(Image object location data)
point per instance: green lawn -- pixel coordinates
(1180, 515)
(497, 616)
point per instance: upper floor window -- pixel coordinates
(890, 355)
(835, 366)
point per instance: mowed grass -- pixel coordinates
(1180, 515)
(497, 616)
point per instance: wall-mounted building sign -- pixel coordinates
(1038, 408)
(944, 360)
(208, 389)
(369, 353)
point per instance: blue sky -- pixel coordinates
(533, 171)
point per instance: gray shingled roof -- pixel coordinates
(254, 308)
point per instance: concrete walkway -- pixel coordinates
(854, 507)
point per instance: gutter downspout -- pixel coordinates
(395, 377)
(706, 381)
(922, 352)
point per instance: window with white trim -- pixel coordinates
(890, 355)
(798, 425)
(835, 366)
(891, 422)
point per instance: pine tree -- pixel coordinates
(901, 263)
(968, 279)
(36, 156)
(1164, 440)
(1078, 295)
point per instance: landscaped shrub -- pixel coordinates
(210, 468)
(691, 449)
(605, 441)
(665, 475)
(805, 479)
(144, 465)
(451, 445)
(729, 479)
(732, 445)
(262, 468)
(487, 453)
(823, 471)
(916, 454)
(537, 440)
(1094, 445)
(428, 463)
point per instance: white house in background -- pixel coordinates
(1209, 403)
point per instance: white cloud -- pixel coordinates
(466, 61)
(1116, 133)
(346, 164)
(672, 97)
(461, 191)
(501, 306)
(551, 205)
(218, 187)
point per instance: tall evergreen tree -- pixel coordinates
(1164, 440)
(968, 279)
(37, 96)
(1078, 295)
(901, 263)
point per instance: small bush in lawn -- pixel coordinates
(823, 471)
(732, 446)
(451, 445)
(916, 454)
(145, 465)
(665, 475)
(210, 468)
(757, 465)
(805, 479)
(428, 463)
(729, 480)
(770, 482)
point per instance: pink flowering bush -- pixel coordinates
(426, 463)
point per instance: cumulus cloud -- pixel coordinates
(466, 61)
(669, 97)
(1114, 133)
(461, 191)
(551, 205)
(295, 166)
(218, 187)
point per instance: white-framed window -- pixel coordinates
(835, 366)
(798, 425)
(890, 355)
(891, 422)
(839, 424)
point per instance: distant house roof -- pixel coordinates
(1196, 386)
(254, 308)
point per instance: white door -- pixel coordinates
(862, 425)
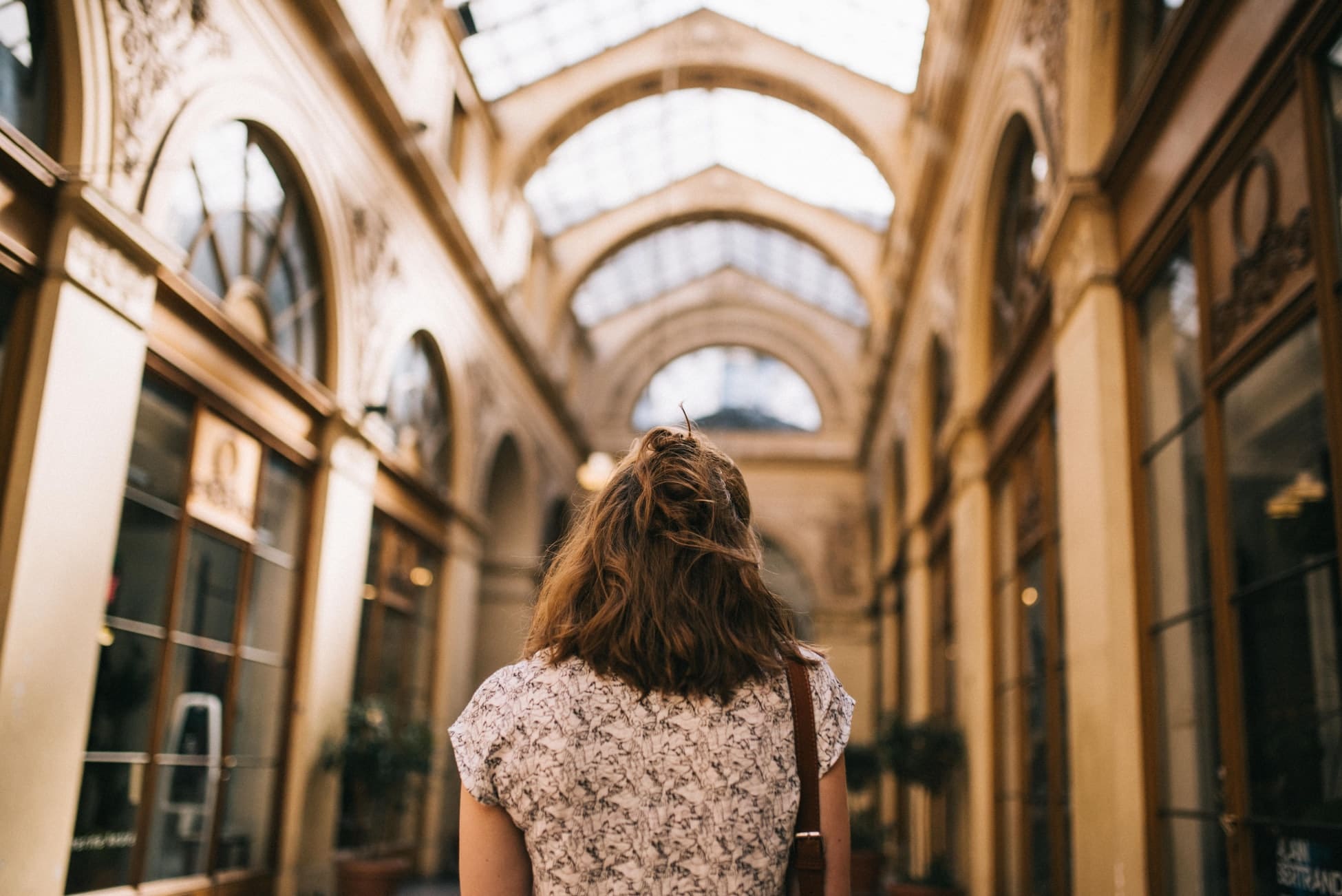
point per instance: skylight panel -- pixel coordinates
(642, 147)
(729, 388)
(878, 39)
(674, 257)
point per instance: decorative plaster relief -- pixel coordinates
(105, 271)
(155, 41)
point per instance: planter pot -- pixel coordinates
(371, 876)
(864, 867)
(919, 890)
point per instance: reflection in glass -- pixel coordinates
(244, 838)
(159, 451)
(25, 67)
(1176, 498)
(123, 701)
(1172, 384)
(418, 412)
(1186, 694)
(250, 243)
(648, 144)
(182, 821)
(678, 255)
(729, 388)
(210, 597)
(105, 826)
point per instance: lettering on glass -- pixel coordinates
(224, 475)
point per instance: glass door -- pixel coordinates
(183, 764)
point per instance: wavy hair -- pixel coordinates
(658, 581)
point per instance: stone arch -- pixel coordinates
(298, 144)
(1019, 111)
(718, 193)
(621, 381)
(509, 562)
(699, 50)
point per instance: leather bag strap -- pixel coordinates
(808, 849)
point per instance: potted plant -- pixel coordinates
(924, 754)
(380, 760)
(862, 771)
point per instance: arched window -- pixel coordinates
(238, 211)
(418, 412)
(25, 67)
(729, 388)
(1018, 289)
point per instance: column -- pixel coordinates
(1096, 511)
(328, 650)
(58, 527)
(970, 570)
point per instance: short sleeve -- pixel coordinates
(833, 714)
(481, 737)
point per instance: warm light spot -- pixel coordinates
(596, 471)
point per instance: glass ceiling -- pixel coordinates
(521, 42)
(639, 148)
(729, 388)
(670, 258)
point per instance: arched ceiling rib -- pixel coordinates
(677, 255)
(520, 42)
(718, 193)
(655, 141)
(701, 50)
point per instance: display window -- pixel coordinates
(184, 757)
(1237, 411)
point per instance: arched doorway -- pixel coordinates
(509, 568)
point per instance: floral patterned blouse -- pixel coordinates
(657, 796)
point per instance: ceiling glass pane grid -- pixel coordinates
(671, 258)
(652, 142)
(729, 388)
(521, 42)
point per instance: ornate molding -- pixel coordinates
(105, 273)
(155, 41)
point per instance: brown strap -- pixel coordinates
(808, 851)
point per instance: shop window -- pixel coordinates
(242, 216)
(1018, 290)
(1032, 791)
(182, 770)
(418, 414)
(395, 663)
(26, 46)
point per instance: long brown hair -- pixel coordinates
(658, 581)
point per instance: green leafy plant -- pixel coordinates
(380, 760)
(921, 753)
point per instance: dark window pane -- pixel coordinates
(159, 451)
(244, 839)
(1176, 503)
(270, 610)
(1292, 698)
(105, 826)
(210, 596)
(1195, 857)
(141, 572)
(284, 506)
(123, 702)
(25, 65)
(1277, 456)
(1171, 368)
(1186, 694)
(183, 813)
(259, 714)
(193, 725)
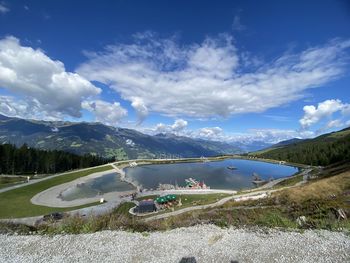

*Objective*
Pull out every line from the one containing "point per instance: floral" down to the end of the data, copying each word for word. Omit the pictures from your answer.

*The output*
point per instance: floral patterned blouse -- pixel coordinates
(657, 796)
point per instance: ceiling glass pane grid -- pixel coordinates
(671, 258)
(652, 142)
(729, 388)
(521, 42)
point per instance: ornate molding -- pixel coordinates
(105, 273)
(155, 41)
point per instance: brown strap -- pixel coordinates
(808, 851)
point per instance: shop window -- pixel coordinates
(242, 216)
(1018, 290)
(1032, 791)
(182, 770)
(418, 414)
(395, 663)
(26, 46)
point per instance: long brown hair -- pixel coordinates
(658, 581)
point per instance: green leafy plant -- pixel coordinates
(380, 760)
(921, 753)
point per instance: dark window pane -- pixel coordinates
(159, 451)
(244, 839)
(1176, 503)
(270, 610)
(1292, 698)
(105, 826)
(210, 596)
(1195, 857)
(141, 572)
(284, 506)
(123, 702)
(25, 65)
(1277, 456)
(1171, 368)
(1186, 694)
(183, 813)
(259, 714)
(193, 725)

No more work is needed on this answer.